What you give back must match the records below word for word.

Saved data entries:
++++++++++++++++++++

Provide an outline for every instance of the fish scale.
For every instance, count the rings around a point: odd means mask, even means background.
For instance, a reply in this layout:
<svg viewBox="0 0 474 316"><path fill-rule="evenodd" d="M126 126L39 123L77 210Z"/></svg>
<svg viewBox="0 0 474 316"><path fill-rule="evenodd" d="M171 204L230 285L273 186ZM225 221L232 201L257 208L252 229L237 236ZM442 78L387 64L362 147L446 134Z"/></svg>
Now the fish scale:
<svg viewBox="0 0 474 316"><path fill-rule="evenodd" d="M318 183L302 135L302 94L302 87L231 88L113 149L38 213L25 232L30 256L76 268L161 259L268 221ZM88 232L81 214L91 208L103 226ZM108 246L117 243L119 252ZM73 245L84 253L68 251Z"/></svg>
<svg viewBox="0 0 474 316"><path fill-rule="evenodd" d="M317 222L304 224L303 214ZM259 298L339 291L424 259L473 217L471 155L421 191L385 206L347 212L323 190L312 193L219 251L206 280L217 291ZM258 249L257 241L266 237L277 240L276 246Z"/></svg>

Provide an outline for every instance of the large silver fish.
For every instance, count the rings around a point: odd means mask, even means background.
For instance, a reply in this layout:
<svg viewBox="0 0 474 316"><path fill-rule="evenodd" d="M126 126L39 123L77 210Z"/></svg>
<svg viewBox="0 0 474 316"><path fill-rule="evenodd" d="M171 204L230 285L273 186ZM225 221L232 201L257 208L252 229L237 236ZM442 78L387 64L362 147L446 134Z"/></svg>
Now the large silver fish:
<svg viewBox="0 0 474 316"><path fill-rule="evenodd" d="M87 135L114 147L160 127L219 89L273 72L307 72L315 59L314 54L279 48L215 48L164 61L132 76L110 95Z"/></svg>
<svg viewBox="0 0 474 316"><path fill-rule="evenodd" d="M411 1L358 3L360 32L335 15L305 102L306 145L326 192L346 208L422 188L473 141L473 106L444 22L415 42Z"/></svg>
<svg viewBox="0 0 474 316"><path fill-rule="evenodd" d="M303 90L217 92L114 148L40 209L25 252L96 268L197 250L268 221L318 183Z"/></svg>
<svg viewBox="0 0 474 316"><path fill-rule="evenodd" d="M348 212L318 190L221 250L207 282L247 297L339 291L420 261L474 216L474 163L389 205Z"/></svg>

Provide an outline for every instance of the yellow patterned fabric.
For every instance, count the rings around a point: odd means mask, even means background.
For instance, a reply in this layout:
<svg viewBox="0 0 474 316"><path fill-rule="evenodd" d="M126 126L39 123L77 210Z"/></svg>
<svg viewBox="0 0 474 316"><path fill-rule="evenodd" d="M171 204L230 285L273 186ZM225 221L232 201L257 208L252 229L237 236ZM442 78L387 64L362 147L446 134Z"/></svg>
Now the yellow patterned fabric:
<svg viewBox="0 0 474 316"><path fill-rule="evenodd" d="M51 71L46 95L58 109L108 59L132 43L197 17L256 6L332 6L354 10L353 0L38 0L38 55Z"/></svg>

++++++++++++++++++++

▶ [Response to the exercise]:
Provide an outline for every instance of the fish scale.
For every instance, count the rings around a point: odd means mask, even means background.
For instance, a reply in this layout:
<svg viewBox="0 0 474 316"><path fill-rule="evenodd" d="M126 126L39 123L77 210Z"/></svg>
<svg viewBox="0 0 474 316"><path fill-rule="evenodd" d="M171 204L230 285L273 186ZM225 221L232 201L257 208L252 229L237 236ZM442 78L387 64L362 147L446 134Z"/></svg>
Now the fish scale:
<svg viewBox="0 0 474 316"><path fill-rule="evenodd" d="M318 183L302 135L302 94L302 87L231 88L113 149L38 213L25 232L30 256L76 268L161 259L268 221ZM88 232L81 214L91 208L103 226ZM108 246L117 243L119 252ZM73 245L84 253L68 251Z"/></svg>
<svg viewBox="0 0 474 316"><path fill-rule="evenodd" d="M317 222L304 224L303 214ZM259 298L339 291L424 259L473 217L471 155L421 191L385 206L347 212L323 190L312 193L219 251L206 280L217 291ZM258 249L257 241L266 237L277 240L276 246Z"/></svg>

Provide an outline for every instance of the large silver fish.
For every instance, count the rings around a point: odd means mask, even means background.
For instance, a reply in this layout:
<svg viewBox="0 0 474 316"><path fill-rule="evenodd" d="M126 126L39 123L77 210Z"/></svg>
<svg viewBox="0 0 474 316"><path fill-rule="evenodd" d="M171 204L230 285L273 186ZM225 221L232 201L257 208L252 229L237 236ZM442 78L387 64L362 147L446 134Z"/></svg>
Now the large silver fish:
<svg viewBox="0 0 474 316"><path fill-rule="evenodd" d="M87 135L114 147L160 127L219 89L273 72L307 72L315 59L314 54L279 48L215 48L164 61L132 76L110 95Z"/></svg>
<svg viewBox="0 0 474 316"><path fill-rule="evenodd" d="M411 1L358 3L360 32L335 15L305 102L306 145L326 192L346 208L422 188L473 141L473 106L444 22L415 42Z"/></svg>
<svg viewBox="0 0 474 316"><path fill-rule="evenodd" d="M303 90L217 92L114 148L40 209L25 252L96 268L197 250L268 221L318 183Z"/></svg>
<svg viewBox="0 0 474 316"><path fill-rule="evenodd" d="M348 212L318 190L221 250L207 282L247 297L339 291L420 261L474 216L474 163L389 205Z"/></svg>

Provide an outline for every instance of the yellow patterned fabric.
For every instance, count the rings around a point: odd means mask, even means background.
For instance, a reply in this layout:
<svg viewBox="0 0 474 316"><path fill-rule="evenodd" d="M126 126L39 123L77 210Z"/></svg>
<svg viewBox="0 0 474 316"><path fill-rule="evenodd" d="M171 204L230 285L273 186ZM225 221L232 201L257 208L252 229L237 236ZM442 78L387 64L362 147L446 134Z"/></svg>
Now the yellow patterned fabric:
<svg viewBox="0 0 474 316"><path fill-rule="evenodd" d="M51 71L46 95L58 109L108 59L132 43L197 17L256 6L332 6L354 10L353 0L38 0L38 55Z"/></svg>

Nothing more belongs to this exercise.